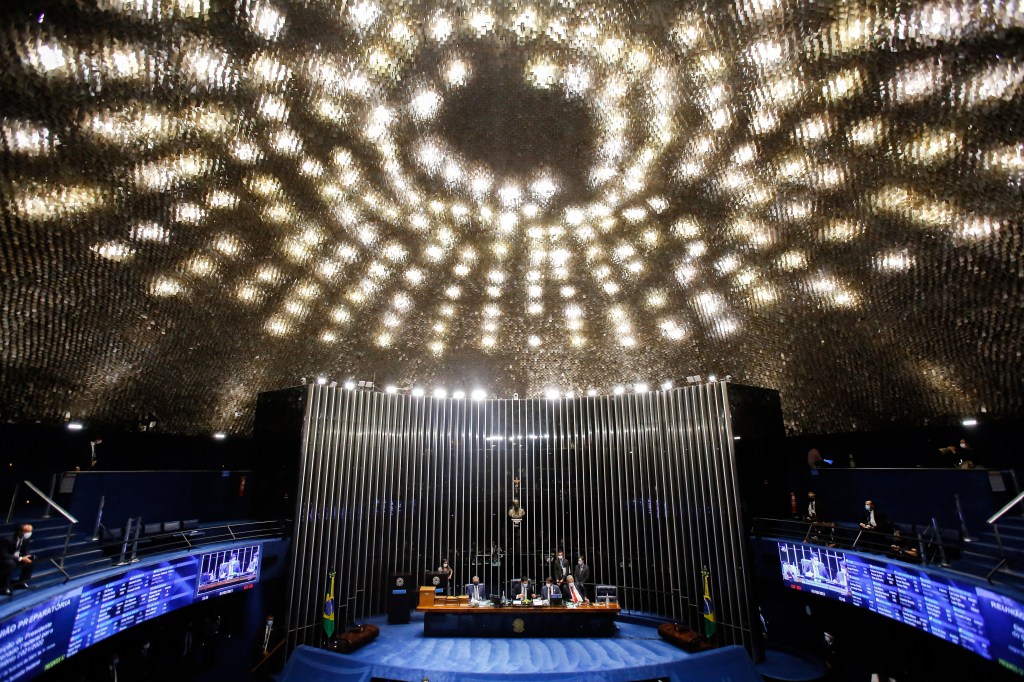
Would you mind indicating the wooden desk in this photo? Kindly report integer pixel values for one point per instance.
(465, 621)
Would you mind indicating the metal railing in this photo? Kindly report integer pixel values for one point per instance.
(926, 545)
(50, 507)
(993, 521)
(133, 545)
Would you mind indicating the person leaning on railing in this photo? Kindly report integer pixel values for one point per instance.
(13, 554)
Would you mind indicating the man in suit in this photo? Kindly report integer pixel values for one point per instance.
(14, 554)
(475, 591)
(875, 518)
(573, 594)
(581, 572)
(560, 566)
(550, 590)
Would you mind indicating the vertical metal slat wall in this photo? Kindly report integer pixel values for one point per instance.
(643, 485)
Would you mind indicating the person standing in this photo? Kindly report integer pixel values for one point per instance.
(446, 574)
(560, 567)
(581, 572)
(573, 594)
(14, 554)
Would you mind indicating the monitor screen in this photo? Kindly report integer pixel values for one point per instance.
(36, 639)
(226, 570)
(972, 616)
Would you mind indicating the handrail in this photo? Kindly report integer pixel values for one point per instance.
(1010, 505)
(46, 499)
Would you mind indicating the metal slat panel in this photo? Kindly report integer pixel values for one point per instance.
(643, 485)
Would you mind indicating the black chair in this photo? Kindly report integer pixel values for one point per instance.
(607, 594)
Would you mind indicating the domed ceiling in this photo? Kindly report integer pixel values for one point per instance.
(203, 200)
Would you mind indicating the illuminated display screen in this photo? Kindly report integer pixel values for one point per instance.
(227, 570)
(988, 624)
(41, 637)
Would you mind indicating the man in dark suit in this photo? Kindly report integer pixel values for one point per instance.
(560, 566)
(581, 572)
(572, 592)
(14, 554)
(876, 527)
(875, 518)
(475, 591)
(550, 590)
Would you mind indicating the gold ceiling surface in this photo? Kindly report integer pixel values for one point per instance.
(203, 200)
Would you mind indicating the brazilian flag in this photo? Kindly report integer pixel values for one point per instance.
(329, 608)
(709, 607)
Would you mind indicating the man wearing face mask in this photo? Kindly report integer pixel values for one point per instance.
(446, 576)
(560, 566)
(581, 574)
(14, 554)
(875, 521)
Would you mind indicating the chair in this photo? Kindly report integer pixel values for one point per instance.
(516, 586)
(468, 590)
(607, 594)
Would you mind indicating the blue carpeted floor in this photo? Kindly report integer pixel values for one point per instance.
(402, 652)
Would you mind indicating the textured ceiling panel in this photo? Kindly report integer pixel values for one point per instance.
(204, 200)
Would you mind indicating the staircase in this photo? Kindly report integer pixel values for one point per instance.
(982, 554)
(48, 537)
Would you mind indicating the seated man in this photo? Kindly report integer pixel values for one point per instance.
(14, 554)
(550, 591)
(476, 591)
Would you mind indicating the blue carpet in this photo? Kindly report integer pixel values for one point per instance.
(401, 652)
(791, 666)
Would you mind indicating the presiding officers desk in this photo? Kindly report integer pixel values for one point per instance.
(457, 617)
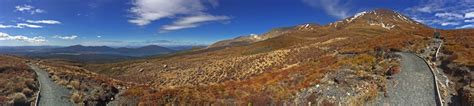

++++

Required work
Every line of the data is to be transcribed exactly, and no picture is to be included.

Written answer
Would you mind indicating the wooden desk in this photo? Kindly report integer pixel values for one point per instance.
(465, 621)
Would you mind indicating the metal railing in this photo? Kindly report integer pixel values for one point per instance.
(926, 545)
(50, 507)
(993, 521)
(133, 545)
Would you mind indicating the person leaning on railing in this photo? Kindly report integer pixel values for one point per instance.
(13, 554)
Would you mind indicating the man in suit in this photo? Kindly report integer pixel values for one point per instance.
(14, 554)
(475, 591)
(875, 518)
(573, 594)
(581, 572)
(560, 566)
(550, 590)
Would you mind indicating the vertical metal slat wall in this photo? Kindly report integer pixel values for one point per instance.
(643, 485)
Would you mind indicating the person standing in this photo? Kindly report integer pixel values for one point per instance.
(446, 574)
(560, 567)
(581, 572)
(573, 594)
(14, 554)
Would you mind indicating the monitor screen in this photo? Kindly report integer pixel values for one point per instance.
(36, 639)
(226, 570)
(972, 616)
Would you mind indicating the handrail in this photo? Kindly report integer pixel values for one point per instance.
(1010, 505)
(46, 499)
Would you mind indicating the metal slat panel in this photo? Kindly report integer pixel values for one point per instance.
(643, 485)
Would you mind indicating the black chair in this photo? Kindly report integer pixel values for one point per instance.
(607, 594)
Would you mind indicating the domed ceiling in this photo? Kindly report integer pixel values for one point per instance.
(203, 200)
Would you mind indicating the illuminated display screen in this photo? Kindly report integer pixel values for one point per instance.
(227, 570)
(988, 624)
(41, 637)
Would you mind indicating the man in dark suit in this photo? Kindly report integer pixel values for one point per instance.
(560, 566)
(581, 572)
(572, 592)
(14, 554)
(876, 527)
(875, 518)
(475, 591)
(550, 590)
Would you mind indicating the gold ceiling surface in this photo? Kindly report integer pixel values for one point per instance.
(203, 200)
Would you mind indicating the brazilian flag in this photo? Kindly report integer pixel values for one point per instance.
(329, 608)
(709, 607)
Would you mind indicating the man wearing face mask in this photo? Kindly report integer pixel values for one point per instance.
(446, 576)
(560, 566)
(581, 574)
(14, 554)
(875, 521)
Would you mind indicating the chair in this photo? Kindly report integer pixel values for one point per instance.
(516, 586)
(468, 590)
(607, 594)
Would you mind indicating the blue carpeted floor in this photo? Kindly report integer pixel values for one point per instance.
(402, 652)
Would you mind indicating the textured ceiling panel in this photo? Kindly report integer pixel values for one point per instance.
(204, 200)
Would you mind indicating the staircase in this photo? Kindly report integer pixel values for one point per instance.
(982, 554)
(48, 537)
Would you mind indicating the seated man in this photo? Kindly report integer pixel values for one point per instance.
(14, 554)
(550, 591)
(476, 591)
Would you mind indicating the blue carpet in this photo? Kindly report integer pixel values for one point per instance.
(401, 652)
(791, 666)
Would you mind indicating the presiding officers desk in this photo? Kindly report integer pixel values for one point per instance.
(457, 617)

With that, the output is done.